■ **Exercise requirements**
Copy the part of the items that opens at their very start and closes with the line containing "positive clicks: (99, 269)", with both ends included, reproducing every character unchanged.

■ **Records for the exercise**
◆ ◆ ◆ ◆ ◆
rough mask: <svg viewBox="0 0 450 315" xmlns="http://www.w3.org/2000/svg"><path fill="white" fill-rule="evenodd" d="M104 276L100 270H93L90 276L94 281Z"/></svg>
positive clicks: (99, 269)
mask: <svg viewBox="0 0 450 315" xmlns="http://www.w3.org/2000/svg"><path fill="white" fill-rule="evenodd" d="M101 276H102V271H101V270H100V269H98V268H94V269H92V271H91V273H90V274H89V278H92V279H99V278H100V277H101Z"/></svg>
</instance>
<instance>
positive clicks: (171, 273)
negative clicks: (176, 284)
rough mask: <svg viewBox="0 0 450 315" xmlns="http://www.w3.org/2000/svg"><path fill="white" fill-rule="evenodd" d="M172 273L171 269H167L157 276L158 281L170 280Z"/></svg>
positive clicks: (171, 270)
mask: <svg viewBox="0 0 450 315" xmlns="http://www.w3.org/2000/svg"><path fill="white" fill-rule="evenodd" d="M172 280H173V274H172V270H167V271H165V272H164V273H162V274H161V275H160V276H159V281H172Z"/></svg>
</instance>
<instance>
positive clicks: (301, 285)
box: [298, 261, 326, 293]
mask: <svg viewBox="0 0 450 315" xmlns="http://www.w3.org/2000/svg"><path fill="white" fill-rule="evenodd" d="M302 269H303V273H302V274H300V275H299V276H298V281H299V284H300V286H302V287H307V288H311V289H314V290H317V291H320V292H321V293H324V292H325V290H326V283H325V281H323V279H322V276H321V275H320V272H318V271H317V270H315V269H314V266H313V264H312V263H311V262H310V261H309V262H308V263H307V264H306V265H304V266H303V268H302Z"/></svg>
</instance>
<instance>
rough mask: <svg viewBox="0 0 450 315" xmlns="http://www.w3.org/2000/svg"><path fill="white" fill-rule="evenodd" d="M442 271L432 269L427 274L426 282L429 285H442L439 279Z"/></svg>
◆ ◆ ◆ ◆ ◆
■ **Answer section**
rough mask: <svg viewBox="0 0 450 315" xmlns="http://www.w3.org/2000/svg"><path fill="white" fill-rule="evenodd" d="M104 276L100 270H93L90 276L94 281Z"/></svg>
positive clicks: (99, 269)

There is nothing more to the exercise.